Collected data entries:
╭──

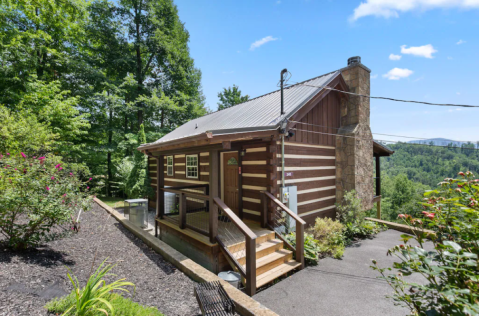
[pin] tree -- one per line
(138, 184)
(231, 96)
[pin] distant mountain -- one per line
(438, 142)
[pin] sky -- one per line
(424, 50)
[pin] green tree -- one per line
(138, 184)
(231, 96)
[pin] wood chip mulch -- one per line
(29, 279)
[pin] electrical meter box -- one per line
(289, 197)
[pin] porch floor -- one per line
(200, 221)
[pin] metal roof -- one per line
(258, 114)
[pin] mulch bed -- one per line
(28, 280)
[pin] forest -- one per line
(416, 168)
(79, 79)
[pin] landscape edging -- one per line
(245, 305)
(404, 228)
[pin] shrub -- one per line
(329, 236)
(37, 193)
(94, 297)
(451, 282)
(349, 213)
(311, 248)
(121, 305)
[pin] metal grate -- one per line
(213, 299)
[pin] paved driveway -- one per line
(339, 287)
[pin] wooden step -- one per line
(276, 272)
(273, 260)
(262, 250)
(259, 240)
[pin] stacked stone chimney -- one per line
(354, 152)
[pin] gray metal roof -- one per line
(258, 114)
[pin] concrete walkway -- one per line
(339, 287)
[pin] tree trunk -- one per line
(139, 66)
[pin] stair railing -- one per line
(279, 222)
(248, 272)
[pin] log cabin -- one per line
(236, 189)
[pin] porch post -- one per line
(160, 194)
(214, 192)
(378, 187)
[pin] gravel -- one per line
(28, 280)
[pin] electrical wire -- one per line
(378, 140)
(385, 98)
(328, 127)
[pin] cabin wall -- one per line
(310, 160)
(256, 175)
(179, 176)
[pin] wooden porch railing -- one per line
(300, 224)
(249, 272)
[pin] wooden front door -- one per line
(230, 184)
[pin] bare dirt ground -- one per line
(28, 280)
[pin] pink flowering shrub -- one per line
(451, 270)
(35, 195)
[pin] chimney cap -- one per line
(354, 60)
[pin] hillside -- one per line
(429, 165)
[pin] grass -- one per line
(112, 201)
(122, 306)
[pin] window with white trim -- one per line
(192, 166)
(169, 166)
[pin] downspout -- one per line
(283, 131)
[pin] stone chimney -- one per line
(354, 151)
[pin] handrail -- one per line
(250, 243)
(300, 223)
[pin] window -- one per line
(192, 166)
(169, 166)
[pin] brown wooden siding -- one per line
(179, 167)
(326, 115)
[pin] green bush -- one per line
(329, 236)
(36, 194)
(349, 213)
(450, 284)
(311, 248)
(121, 305)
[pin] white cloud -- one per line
(262, 41)
(398, 73)
(422, 51)
(394, 57)
(392, 8)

╰──

TASK INSTRUCTIONS: Pictures should be left out when the records above are restated exactly.

TASK RESPONSE:
[pin] tree -- one per line
(138, 184)
(231, 96)
[pin] distant mountain -- one per line
(438, 142)
[pin] sky -- one per line
(424, 50)
[pin] green tree -- one per line
(138, 184)
(231, 96)
[pin] wood chip mulch -- one per line
(29, 279)
[pin] electrical meter box -- one per line
(289, 197)
[pin] porch floor -- one per line
(200, 221)
[pin] metal roof -- one per line
(258, 114)
[pin] mulch bed -- one per line
(28, 280)
[pin] forest -- one per line
(416, 168)
(79, 79)
[pin] landscape edging -- one per line
(245, 305)
(404, 228)
[pin] shrub -- one per line
(329, 236)
(37, 193)
(94, 297)
(451, 282)
(349, 213)
(311, 248)
(121, 305)
[pin] metal grate -- one per line
(213, 299)
[pin] paved driveway -- one per line
(339, 287)
[pin] wooden step -- one per line
(276, 272)
(273, 260)
(262, 250)
(259, 240)
[pin] stacked stone chimney -- one per line
(354, 152)
[pin] gray metal roof -- one per line
(258, 114)
[pin] concrete walkway -- one per line
(339, 287)
[pin] tree trunk -- one per line
(139, 66)
[pin] stair railing -- one per line
(279, 222)
(248, 272)
[pin] log cabin -- one per line
(236, 189)
[pin] porch post -- one per line
(160, 194)
(214, 192)
(378, 187)
[pin] gravel -- one per line
(28, 280)
[pin] electrical wire -- one per line
(378, 140)
(385, 98)
(328, 127)
[pin] cabin wall -- one per line
(310, 160)
(256, 175)
(179, 176)
[pin] wooden porch railing -- one per line
(300, 224)
(249, 272)
[pin] wooden front door -- one per line
(230, 184)
[pin] bare dirt ground -- one per line
(28, 280)
[pin] pink flowering shrub -- one per line
(451, 270)
(35, 195)
[pin] chimney cap -- one per line
(354, 60)
[pin] hillside -- one per line
(429, 165)
[pin] grass -- one per line
(112, 201)
(122, 306)
[pin] window with white trim -- one per line
(192, 166)
(169, 166)
[pin] downspout -- one per line
(283, 131)
[pin] stone chimney -- one per line
(354, 151)
[pin] handrail -- one per line
(250, 243)
(300, 223)
[pin] window -- one per line
(192, 166)
(169, 166)
[pin] brown wooden siding -- one per line
(179, 167)
(326, 115)
[pin] green bush -- one per line
(329, 236)
(36, 194)
(349, 213)
(450, 284)
(311, 248)
(121, 305)
[pin] white cloud -- one per line
(262, 41)
(398, 73)
(422, 51)
(394, 57)
(392, 8)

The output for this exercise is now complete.